WHAT TO DO => The records appear below. Copy each one exactly.

EXERCISE INPUTS =>
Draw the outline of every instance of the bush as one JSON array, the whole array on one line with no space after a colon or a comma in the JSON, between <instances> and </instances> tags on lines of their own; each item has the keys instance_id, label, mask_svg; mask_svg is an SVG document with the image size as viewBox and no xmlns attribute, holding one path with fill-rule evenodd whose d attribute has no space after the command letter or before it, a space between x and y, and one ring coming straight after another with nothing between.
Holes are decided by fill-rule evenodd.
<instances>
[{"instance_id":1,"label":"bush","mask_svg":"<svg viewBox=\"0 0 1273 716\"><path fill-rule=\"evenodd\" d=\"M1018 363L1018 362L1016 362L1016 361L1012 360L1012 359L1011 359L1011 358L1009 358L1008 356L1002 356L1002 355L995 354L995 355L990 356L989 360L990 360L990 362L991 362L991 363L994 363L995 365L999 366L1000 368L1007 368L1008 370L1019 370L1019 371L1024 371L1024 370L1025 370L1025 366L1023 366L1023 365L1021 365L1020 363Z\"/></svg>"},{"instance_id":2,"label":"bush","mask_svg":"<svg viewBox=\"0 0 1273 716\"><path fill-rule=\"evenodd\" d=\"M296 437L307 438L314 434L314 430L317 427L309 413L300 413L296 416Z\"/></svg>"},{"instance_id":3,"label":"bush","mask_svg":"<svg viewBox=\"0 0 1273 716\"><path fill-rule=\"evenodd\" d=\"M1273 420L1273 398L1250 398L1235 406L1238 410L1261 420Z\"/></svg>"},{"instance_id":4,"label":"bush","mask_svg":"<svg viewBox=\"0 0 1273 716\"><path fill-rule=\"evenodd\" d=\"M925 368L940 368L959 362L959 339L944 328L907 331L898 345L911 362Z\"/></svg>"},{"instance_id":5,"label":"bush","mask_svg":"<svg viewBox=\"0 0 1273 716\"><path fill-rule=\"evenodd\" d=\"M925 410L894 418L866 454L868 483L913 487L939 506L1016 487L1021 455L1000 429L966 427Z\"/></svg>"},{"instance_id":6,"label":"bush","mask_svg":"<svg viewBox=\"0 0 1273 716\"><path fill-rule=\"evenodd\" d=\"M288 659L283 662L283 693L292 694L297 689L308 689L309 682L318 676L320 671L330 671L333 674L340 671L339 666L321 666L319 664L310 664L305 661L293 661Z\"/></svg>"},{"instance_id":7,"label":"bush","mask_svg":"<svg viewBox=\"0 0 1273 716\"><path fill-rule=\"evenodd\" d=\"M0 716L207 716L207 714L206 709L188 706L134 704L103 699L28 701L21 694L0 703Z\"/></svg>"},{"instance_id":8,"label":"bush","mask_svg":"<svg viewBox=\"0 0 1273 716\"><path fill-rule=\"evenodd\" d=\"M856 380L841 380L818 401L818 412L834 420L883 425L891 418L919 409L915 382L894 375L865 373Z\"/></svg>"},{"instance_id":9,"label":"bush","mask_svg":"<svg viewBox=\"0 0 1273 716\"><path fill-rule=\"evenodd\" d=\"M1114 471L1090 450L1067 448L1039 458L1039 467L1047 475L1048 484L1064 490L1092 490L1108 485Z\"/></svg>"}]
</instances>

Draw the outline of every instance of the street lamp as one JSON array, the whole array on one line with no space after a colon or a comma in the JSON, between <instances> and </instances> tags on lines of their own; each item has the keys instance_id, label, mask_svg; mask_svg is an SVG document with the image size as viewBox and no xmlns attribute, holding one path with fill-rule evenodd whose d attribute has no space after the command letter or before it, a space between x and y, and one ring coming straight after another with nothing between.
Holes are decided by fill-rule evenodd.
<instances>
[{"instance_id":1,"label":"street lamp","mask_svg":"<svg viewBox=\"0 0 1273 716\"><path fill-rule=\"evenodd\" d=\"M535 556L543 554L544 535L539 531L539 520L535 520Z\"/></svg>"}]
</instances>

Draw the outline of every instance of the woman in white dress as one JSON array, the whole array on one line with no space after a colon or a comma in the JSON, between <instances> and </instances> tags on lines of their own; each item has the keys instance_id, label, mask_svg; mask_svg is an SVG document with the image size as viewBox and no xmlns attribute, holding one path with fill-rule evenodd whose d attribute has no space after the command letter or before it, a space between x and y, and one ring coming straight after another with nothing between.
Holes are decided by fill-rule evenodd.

COMPLETED EXERCISE =>
Draw the outline of every instance of the bush as one JSON array, the whole array on one line with no space after a colon or a comma in the JSON, between <instances> and </instances> tags on lines of their own; each item has the keys instance_id, label, mask_svg; mask_svg is an SVG document with the image size as viewBox and no xmlns attribute, holding one path with fill-rule evenodd whose d attribute has no space after the command letter or before it, a space between x and y, and one ring coming straight after another with nothing between.
Holes are decided by fill-rule evenodd.
<instances>
[{"instance_id":1,"label":"bush","mask_svg":"<svg viewBox=\"0 0 1273 716\"><path fill-rule=\"evenodd\" d=\"M1018 363L1018 362L1016 362L1016 361L1012 360L1012 359L1011 359L1011 358L1009 358L1008 356L1002 356L1002 355L995 354L995 355L990 356L989 360L990 360L990 362L991 362L991 363L994 363L995 365L999 366L1000 368L1007 368L1008 370L1019 370L1019 371L1024 371L1024 370L1025 370L1025 366L1023 366L1023 365L1021 365L1020 363Z\"/></svg>"},{"instance_id":2,"label":"bush","mask_svg":"<svg viewBox=\"0 0 1273 716\"><path fill-rule=\"evenodd\" d=\"M296 437L307 438L314 434L314 430L317 427L309 413L300 413L296 416Z\"/></svg>"},{"instance_id":3,"label":"bush","mask_svg":"<svg viewBox=\"0 0 1273 716\"><path fill-rule=\"evenodd\" d=\"M1273 420L1273 398L1250 398L1235 406L1238 410L1261 420Z\"/></svg>"},{"instance_id":4,"label":"bush","mask_svg":"<svg viewBox=\"0 0 1273 716\"><path fill-rule=\"evenodd\" d=\"M925 368L940 368L959 362L959 339L944 328L907 331L898 345L911 362Z\"/></svg>"},{"instance_id":5,"label":"bush","mask_svg":"<svg viewBox=\"0 0 1273 716\"><path fill-rule=\"evenodd\" d=\"M925 410L894 418L866 454L868 483L913 487L939 506L1016 487L1021 455L1000 429L966 427Z\"/></svg>"},{"instance_id":6,"label":"bush","mask_svg":"<svg viewBox=\"0 0 1273 716\"><path fill-rule=\"evenodd\" d=\"M288 659L283 662L283 693L292 694L297 689L308 689L309 682L318 676L320 671L330 671L333 674L340 671L339 666L321 666L319 664L310 664L305 661L293 661Z\"/></svg>"},{"instance_id":7,"label":"bush","mask_svg":"<svg viewBox=\"0 0 1273 716\"><path fill-rule=\"evenodd\" d=\"M0 716L207 716L207 714L206 709L188 706L134 704L103 699L28 701L21 694L0 703Z\"/></svg>"},{"instance_id":8,"label":"bush","mask_svg":"<svg viewBox=\"0 0 1273 716\"><path fill-rule=\"evenodd\" d=\"M856 380L841 380L818 401L818 412L834 420L883 425L891 418L919 409L915 382L894 375L865 373Z\"/></svg>"},{"instance_id":9,"label":"bush","mask_svg":"<svg viewBox=\"0 0 1273 716\"><path fill-rule=\"evenodd\" d=\"M1114 471L1090 450L1067 448L1039 458L1039 467L1047 475L1048 484L1064 490L1092 490L1108 485Z\"/></svg>"}]
</instances>

Draw the outline of every instance of the street lamp as one JSON array, the whole array on one line with no space after a colon or a comma in the JSON, between <instances> and </instances> tags on lines of their own; each item has the keys instance_id, label, mask_svg; mask_svg is an SVG document with the image size as viewBox and no xmlns attribute, holding one path with fill-rule evenodd whose d attribute has no space after the command letter or before it, a space between x and y, and one ring coming straight after another with nothing between.
Holes are decided by fill-rule evenodd.
<instances>
[{"instance_id":1,"label":"street lamp","mask_svg":"<svg viewBox=\"0 0 1273 716\"><path fill-rule=\"evenodd\" d=\"M535 556L543 554L544 535L539 531L539 520L535 520Z\"/></svg>"}]
</instances>

Draw the outline of every instance of the woman in white dress as one JSON array, the whole array on one line with no space after a colon or a comma in the JSON, between <instances> and </instances> tags on lines of their own; each item has the keys instance_id, label, mask_svg; mask_svg is an SVG document with the image size as viewBox and no xmlns attribute, holding one path with fill-rule evenodd whose d attribute has no space after the command letter or before it, a space between x and y, and one ring coming straight after another with nothing between.
Holes are decided by fill-rule evenodd.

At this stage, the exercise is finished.